Although I didn’t
appreciate it at the time, 1963 was a year that changed my life, and undoubtedly
the lives of many others as well.
From the vantage point
of 50 years on, I can see plainly how greatly I was affected by four memorable events
that occurred that year: civil rights demonstrations and protests, particularly
in North Carolina and Alabama, in the spring; passage of the North Carolina
“Speaker Ban Law” in July; the Great March on Washington on August 28; and the
assassination of President John F. Kennedy in November. Looking back, I am pretty sure that if these
events had not happened when and as they did, my life and career would very
likely have been very different.

— Goal 1 —
Translate this sentence from the reflection on 1963 into Spanish: "Although I didn’t appreciate it at the time, 1963 was a year that changed my life, and undoubtedly the lives of many others as well."
— Goal 2 —
On what date did the Great March on Washington take place, according to the reflection on 1963?
Please rely only on the reflection on 1963 for these tasks.

— Information supplied —
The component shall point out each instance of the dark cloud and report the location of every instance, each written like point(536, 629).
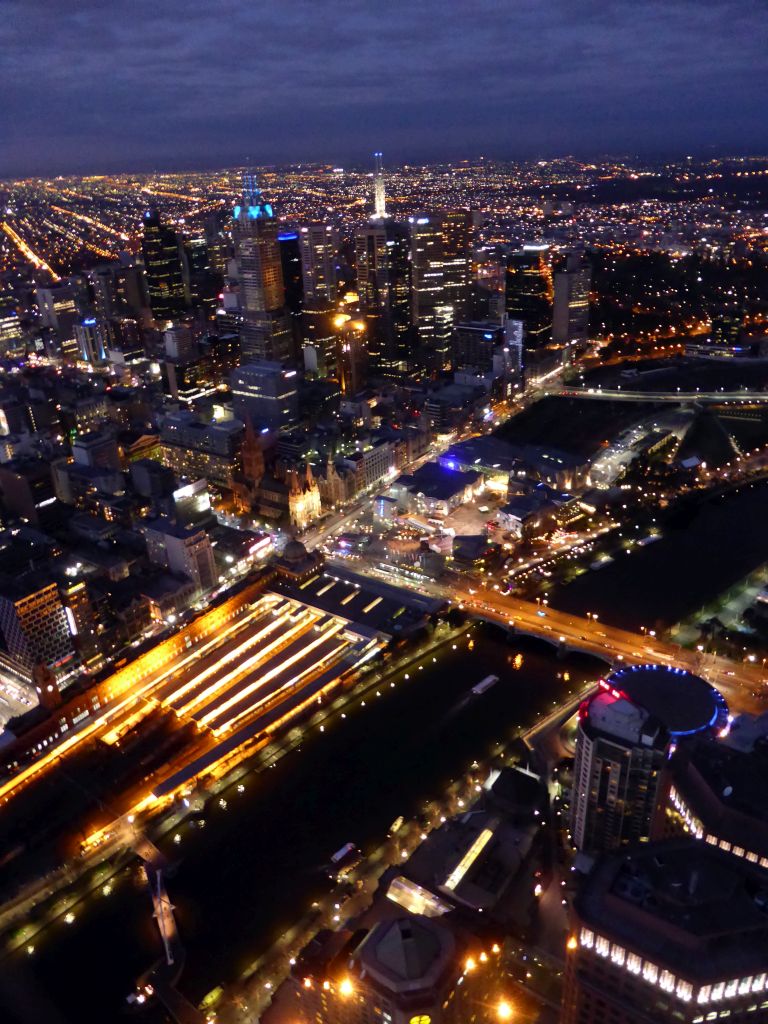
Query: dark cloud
point(99, 84)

— Final result 1 —
Aunque no lo valoré en su momento, 1963 fue un año que cambió mi vida y, sin duda, también la de muchas otras personas.

— Final result 2 —
August 28, 1963.